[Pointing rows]
──────
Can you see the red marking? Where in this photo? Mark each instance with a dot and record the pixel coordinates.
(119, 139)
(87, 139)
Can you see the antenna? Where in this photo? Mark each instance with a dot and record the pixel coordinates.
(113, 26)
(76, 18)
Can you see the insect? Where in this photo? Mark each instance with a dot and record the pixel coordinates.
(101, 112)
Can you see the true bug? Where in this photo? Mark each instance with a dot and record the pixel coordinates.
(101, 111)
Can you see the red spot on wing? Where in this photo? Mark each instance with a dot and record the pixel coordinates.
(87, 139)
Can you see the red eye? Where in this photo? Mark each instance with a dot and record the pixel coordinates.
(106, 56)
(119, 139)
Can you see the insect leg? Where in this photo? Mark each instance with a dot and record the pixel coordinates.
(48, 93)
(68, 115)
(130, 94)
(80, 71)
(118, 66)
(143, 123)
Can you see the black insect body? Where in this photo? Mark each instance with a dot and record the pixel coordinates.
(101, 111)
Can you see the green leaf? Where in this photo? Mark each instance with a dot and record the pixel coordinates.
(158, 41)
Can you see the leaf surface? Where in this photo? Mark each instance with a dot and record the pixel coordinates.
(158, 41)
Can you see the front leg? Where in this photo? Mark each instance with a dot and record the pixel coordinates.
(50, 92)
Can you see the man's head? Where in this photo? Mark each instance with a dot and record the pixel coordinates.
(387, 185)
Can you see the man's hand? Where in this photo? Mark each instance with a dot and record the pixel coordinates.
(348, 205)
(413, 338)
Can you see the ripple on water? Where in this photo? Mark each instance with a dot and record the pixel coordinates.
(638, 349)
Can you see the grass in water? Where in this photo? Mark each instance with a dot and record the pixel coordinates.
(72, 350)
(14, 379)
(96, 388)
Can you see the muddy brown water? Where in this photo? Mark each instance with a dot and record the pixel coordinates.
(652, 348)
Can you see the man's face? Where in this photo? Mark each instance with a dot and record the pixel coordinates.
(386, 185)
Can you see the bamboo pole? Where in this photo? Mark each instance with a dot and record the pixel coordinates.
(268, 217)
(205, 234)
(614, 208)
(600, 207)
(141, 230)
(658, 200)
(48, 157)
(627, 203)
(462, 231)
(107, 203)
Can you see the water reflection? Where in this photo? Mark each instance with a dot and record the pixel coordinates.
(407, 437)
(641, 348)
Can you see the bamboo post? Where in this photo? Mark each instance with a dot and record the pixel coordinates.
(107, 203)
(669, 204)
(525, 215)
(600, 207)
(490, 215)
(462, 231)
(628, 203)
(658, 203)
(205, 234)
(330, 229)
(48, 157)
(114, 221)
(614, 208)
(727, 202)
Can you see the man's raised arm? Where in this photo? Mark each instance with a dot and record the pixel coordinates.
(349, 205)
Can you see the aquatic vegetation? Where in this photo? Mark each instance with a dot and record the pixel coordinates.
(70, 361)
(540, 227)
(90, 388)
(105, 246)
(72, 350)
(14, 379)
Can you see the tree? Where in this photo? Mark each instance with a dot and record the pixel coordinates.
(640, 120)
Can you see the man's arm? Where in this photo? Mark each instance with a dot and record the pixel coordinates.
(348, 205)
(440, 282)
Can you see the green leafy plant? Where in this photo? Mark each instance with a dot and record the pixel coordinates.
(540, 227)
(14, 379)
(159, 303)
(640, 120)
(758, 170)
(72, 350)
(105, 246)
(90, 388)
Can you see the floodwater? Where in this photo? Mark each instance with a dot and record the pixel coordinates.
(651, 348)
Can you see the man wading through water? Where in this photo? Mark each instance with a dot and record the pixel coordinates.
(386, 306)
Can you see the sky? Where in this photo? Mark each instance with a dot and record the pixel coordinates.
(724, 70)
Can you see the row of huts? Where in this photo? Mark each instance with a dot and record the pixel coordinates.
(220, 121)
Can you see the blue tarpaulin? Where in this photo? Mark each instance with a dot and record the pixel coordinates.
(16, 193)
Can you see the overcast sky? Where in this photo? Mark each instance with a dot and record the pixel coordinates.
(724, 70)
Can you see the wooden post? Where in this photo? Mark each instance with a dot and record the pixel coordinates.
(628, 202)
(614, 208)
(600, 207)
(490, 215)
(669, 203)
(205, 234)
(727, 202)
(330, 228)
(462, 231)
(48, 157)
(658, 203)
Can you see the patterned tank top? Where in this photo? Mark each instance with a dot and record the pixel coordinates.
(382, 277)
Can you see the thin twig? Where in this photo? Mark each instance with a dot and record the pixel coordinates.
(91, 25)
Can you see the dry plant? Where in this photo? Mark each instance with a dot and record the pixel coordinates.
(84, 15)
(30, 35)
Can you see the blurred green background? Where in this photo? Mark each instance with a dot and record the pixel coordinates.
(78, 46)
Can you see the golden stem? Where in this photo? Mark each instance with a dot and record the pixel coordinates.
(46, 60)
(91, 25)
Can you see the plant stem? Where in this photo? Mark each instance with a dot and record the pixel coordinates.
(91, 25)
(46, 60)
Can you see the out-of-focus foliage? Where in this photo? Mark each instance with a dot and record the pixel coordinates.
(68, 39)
──────
» **Problem to solve**
Rewrite all the rows above as a CSV with two columns, text and answer, with one line per row. Enclose each field in double quotes and replace any line breaks inside a field with spaces.

» **Exercise response**
text,answer
"Can you see the red marking? Where in this photo? Mark each instance with a dot and record the pixel coordinates.","(119, 139) (87, 139)"
"Can you see the antenna? Where in this photo? Mark each instance with a dot and record the pixel coordinates.","(113, 26) (76, 18)"
"Can you see the insect? Where in this photo? Mark each instance with a dot and record the pixel coordinates.","(101, 112)"
"Can you see the true bug? Where in this photo? Mark each instance with a dot and record the pixel coordinates.","(101, 111)"
"Can you see the red spot on wing? Where in this photo? Mark each instance with a dot and record the pixel coordinates.","(87, 139)"
"Can you see the red eye? Where in this photo? Mark each instance with a dot and record the pixel coordinates.","(106, 56) (119, 139)"
"Can you see the insect leg? Where in this photo? Mark each instance with a dot and record the pixel coordinates.","(48, 93) (68, 115) (130, 94) (80, 71) (118, 66) (143, 123)"
"Can you see the black insect body? Where in this photo? Mark each instance with a dot and record the pixel coordinates.","(101, 111)"
"Can you see the green leaf? Where in this photo? Mark each instance with a dot and record the pixel coordinates.","(158, 41)"
"Can you see the leaf surface? Where in this photo? Mark each instance with a dot and record the pixel coordinates.","(158, 41)"
"Can you see the front leg? Where in this photo? Mark each instance with a dot and record the pixel coordinates.","(50, 92)"
"Can you see the man's head? Where in this photo? Mark each instance with a dot and record the pixel coordinates.","(387, 185)"
"Can you see the man's hand? Where in this photo? Mark each instance with a dot and record the pixel coordinates.","(348, 205) (413, 338)"
"Can you see the ripple on water? Where in this photo? Mark each instance with a dot and record the pixel coordinates.","(638, 349)"
"Can you see the grass in water? Where in this photo? Mark each instance with a dot and record the pixel coordinates.","(72, 350) (14, 379) (96, 388)"
"Can you see the muddy brown water? Where in this photo? Mark each instance with a dot and record the pixel coordinates.","(652, 348)"
"Can you see the man's face? Where in this photo? Mark each instance with a dot and record the pixel coordinates.","(386, 185)"
"Can you see the bamboo pole? Where in this photo? Mark each instance with a dot and record the pixel coordinates.","(268, 217) (205, 234) (614, 208) (600, 207) (141, 230) (658, 200) (48, 157) (627, 203) (462, 231) (107, 203)"
"Can you see the water reflection? Where in this photo? Mark each instance with a dot and record the pixel coordinates.","(407, 437) (641, 348)"
"Can you see the bamboo post? Where in this photo? Mark each instance with a dot and record the pixel coordinates.","(107, 203) (669, 204) (525, 215) (600, 207) (490, 215) (462, 231) (628, 203) (658, 203) (205, 234) (330, 229) (48, 157) (114, 221) (614, 208) (727, 202)"
"Can you see the man's raised arm? Where in this photo? Mark each instance with a dot and record the pixel coordinates.","(349, 205)"
"Can you see the aquatic vegetation? Where in this photo? Mark each instance with a dot and record the pixel coordinates.","(70, 361) (540, 227) (90, 388) (105, 246) (72, 350) (14, 379)"
"Can you see the tree? Where in this photo? Mark each instance with a dot and record the pixel coordinates.","(640, 120)"
"Can you see the man's arm? Where in this photo? Mark each instance with a dot and record the pixel coordinates.","(348, 205) (440, 282)"
"Can you see the green leafy plant? Where in this photo? Mark each instance with a dot and record the pixel coordinates.","(540, 227) (14, 379) (159, 303) (640, 120) (758, 170) (72, 350) (105, 246) (90, 388)"
"Can you see the floodwater? Where in this photo? Mark each instance with a dot and record the pixel coordinates.","(651, 348)"
"Can you see the man wading through water? Where in this photo? Mark each instance with a dot and record the pixel coordinates.","(386, 306)"
"Can you see the sky? Where in this photo? Mark each instance with a dot and record the pixel coordinates.","(724, 70)"
"Can you see the row of huts? Where in this photo? Mark each instance with a dot and record the pixel coordinates.","(220, 121)"
"Can you see the blue tarpaulin? Where in this photo? Mark each instance with a dot and record the pixel coordinates.","(16, 193)"
"Can you see the overcast sky? Where in this photo? Mark each instance with a dot and record the pixel coordinates.","(724, 70)"
"Can you see the wooden post? Where in this photo? Mark each instance with a dot and record the pixel coordinates.","(628, 202) (614, 208) (600, 207) (490, 215) (669, 203) (205, 234) (727, 202) (330, 228) (462, 231) (48, 157) (658, 203)"
"Can you see the patterned tank top? Where in this photo? Mark each instance with a dot and record the pixel coordinates.","(382, 277)"
"Can you see the thin twig? Where in this photo? Mark each instance with a dot and record the pixel coordinates.","(91, 25)"
"Can you see the dry plant? Where in this photo? Mark each instance with a dot and record the pixel coordinates.","(84, 15) (30, 35)"
"Can you see the blurred green background? Where in this photo? Mark each instance with a dot and record the pixel coordinates.","(78, 46)"
"Can you see the golden stem? Where in this photo? Mark each instance with a dot and record the pixel coordinates.","(46, 60) (91, 25)"
"Can you see the plant stem? Where in this photo? Mark each instance with a dot and record the pixel coordinates.","(91, 25) (46, 60)"
"Can you see the out-of-focus foliage? Where in this photo? Mark each instance with a dot and record the pixel coordinates.","(68, 39)"